[Challenge 1] List the three reels the opening post of the reel-recommendation thread asks readers to weigh in on.
[Challenge 2] Reproduce the stretch of the reel-recommendation thread from "However Hatch is" through "just my opinion.".

[Given text]
________
# Orvis vs Hatch reel recommendations



## The Salty Texan (Sep 13, 2012)

Hey everyone,

I got the fly fishing bug while in New Brunswick last month fishing for Atlantic Salmon with my girlfriends family and just picked up a Scott 9'6 8wt and looking for a good reel to match. I would like your opinions on the following for being able to fish the gulf coast but also take it back up to Canada for Salmon or steelhead.

*Orvis Hydros IV*- priced at around $270 after discount, recommended by a few but not sure about durability in salt.

*Orvis Mirage IV*- good durability but a little more expensive.

*Hatch 7 plus*- good durability most expensive of the 3.

I'm leaning Hatch just because I buy something to last a very long time but would like everyone's opinion.

Tight Lines!
Johnny


----------



## rugger (Jul 17, 2009)

Hatch 7+ is basically the standard for any 8 wt reel. The orvis's are good, but if I were you I would buy the Hatch 7 and not ever look back. I've caught more bonefish on a Hatch 7 than I can count, and have yet to have one fail me yet.


----------



## Worm Drowner (Sep 9, 2010)

Check them both out and go with the smoother drag, especially for salmonids.


----------



## bugchunker (Dec 23, 2013)

I have both the Mirage and the Hatch. Both are really good reels. If it's in the budget get the Hatch. if not, the Mirage will do 99% of the time. The Hydro would do well along the coast but I won't want to put it up against a big Salmon. My $.02


----------



## skinnywaterfishin (Jul 1, 2015)

rugger said:


> Hatch 7+ is basically the standard for any 8 wt reel. The orvis's are good, but if I were you I would buy the Hatch 7 and not ever look back. I've caught more bonefish on a Hatch 7 than I can count, and have yet to have one fail me yet.


Between Hatch and Orvis id choose Hatch.

However Hatch is FAR from the standard. That's pretty funny. The standard is the Tibor Everglades. More IGFA records (230+) than any other reel by far. And in use for 20+ years...for a reason. Don't get caught up in cork vs sealed drag, it's marketing. Look how many guides use Tibor vs Hatch. 

Personally I'd go Tibor or Nautilas before Hatch. That's just my opinion.


----------



## noise.boy (Mar 7, 2012)

I've gone to nautilus for all my saltwater rods. Most of my Spey rods have Hatch or Hardys. Orvis was never a choice. Consider the balance of your rod/reel too


----------



## skinnywaterfishin (Jul 1, 2015)

noise.boy said:


> I've gone to nautilus for all my saltwater rods. Most of my Spey rods have Hatch or Hardys. Orvis was never a choice. Consider the balance of your rod/reel too


Nautilus makes incredible reels and just won iCAST for best product with their new X reels.
________
Photo-based point labeling data:
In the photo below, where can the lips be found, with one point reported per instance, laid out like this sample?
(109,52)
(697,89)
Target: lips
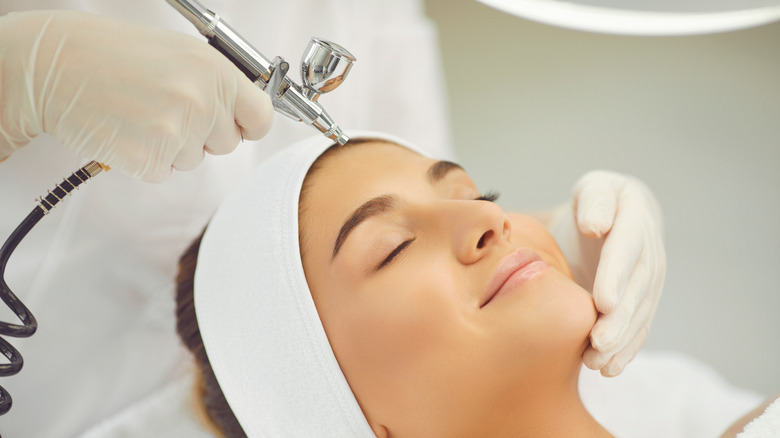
(513,270)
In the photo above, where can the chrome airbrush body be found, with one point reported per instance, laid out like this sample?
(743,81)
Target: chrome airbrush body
(324,66)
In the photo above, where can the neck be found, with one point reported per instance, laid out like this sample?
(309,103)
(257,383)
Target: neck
(555,413)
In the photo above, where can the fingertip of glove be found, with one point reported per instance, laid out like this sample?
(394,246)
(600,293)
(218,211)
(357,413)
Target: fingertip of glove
(595,222)
(256,115)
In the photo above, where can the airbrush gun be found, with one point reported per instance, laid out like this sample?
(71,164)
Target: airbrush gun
(324,67)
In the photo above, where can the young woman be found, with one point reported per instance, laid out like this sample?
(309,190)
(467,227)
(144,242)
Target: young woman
(377,292)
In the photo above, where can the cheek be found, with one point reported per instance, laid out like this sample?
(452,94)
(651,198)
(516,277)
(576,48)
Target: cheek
(396,334)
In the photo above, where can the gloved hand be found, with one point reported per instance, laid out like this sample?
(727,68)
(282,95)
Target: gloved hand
(140,99)
(611,234)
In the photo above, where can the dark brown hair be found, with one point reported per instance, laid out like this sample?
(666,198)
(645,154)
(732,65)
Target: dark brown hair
(209,395)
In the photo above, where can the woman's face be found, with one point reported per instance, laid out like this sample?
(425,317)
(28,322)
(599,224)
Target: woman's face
(446,314)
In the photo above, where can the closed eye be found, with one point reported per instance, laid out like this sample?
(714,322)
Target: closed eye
(395,252)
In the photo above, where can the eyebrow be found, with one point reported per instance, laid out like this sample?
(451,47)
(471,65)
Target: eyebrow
(383,204)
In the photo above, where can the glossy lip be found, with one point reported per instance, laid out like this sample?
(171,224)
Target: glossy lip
(523,262)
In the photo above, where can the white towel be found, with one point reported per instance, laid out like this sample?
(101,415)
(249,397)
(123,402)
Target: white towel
(767,425)
(259,325)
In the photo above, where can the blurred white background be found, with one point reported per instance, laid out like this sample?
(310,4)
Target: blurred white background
(697,118)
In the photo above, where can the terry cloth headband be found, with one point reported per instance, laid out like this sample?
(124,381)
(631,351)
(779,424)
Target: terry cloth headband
(260,328)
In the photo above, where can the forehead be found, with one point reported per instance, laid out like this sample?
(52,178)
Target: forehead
(350,175)
(360,170)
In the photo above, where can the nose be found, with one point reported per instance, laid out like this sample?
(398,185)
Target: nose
(475,228)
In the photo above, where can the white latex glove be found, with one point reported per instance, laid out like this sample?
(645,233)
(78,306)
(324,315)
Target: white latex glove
________
[Answer 1]
Orvis Hydros IV
Orvis Mirage IV
Hatch 7 plus

[Answer 2]
However Hatch is FAR from the standard. That's pretty funny. The standard is the Tibor Everglades. More IGFA records (230+) than any other reel by far. And in use for 20+ years...for a reason. Don't get caught up in cork vs sealed drag, it's marketing. Look how many guides use Tibor vs Hatch. 

Personally I'd go Tibor or Nautilas before Hatch. That's just my opinion.